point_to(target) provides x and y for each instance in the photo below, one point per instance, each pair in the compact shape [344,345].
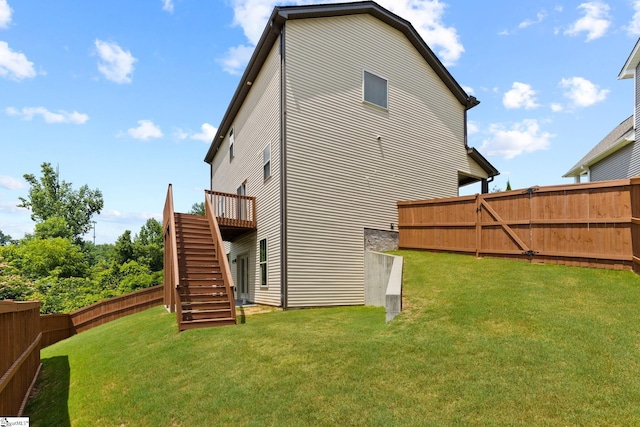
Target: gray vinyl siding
[256,124]
[624,163]
[340,177]
[636,111]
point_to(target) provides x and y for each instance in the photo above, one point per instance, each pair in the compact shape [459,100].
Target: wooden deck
[236,214]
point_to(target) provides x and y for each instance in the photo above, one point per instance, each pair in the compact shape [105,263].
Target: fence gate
[579,224]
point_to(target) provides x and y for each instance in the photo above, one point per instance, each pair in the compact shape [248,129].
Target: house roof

- Written request
Return every line of the records above exactly as it appears, omitting the picture.

- Solved problem
point_to(target) provides x and y for each instance in the photo below, one point per instance, each pair in the compact shape [344,345].
Target: gray vinyl siding
[256,124]
[624,163]
[340,177]
[636,111]
point_to(target) provides x and y for each instance in the photo above, one point per instance, each pair in the compact shape [459,100].
Target: wooden deck
[236,214]
point_to(target) provides x and y for each instance in the photo above, one point per instance, each pair in the compact shape [105,263].
Target: fence gate
[579,224]
point_to(target) provides x and y for each instance in the photo above, one point per instance, each pair in the compact shape [248,129].
Target: house roof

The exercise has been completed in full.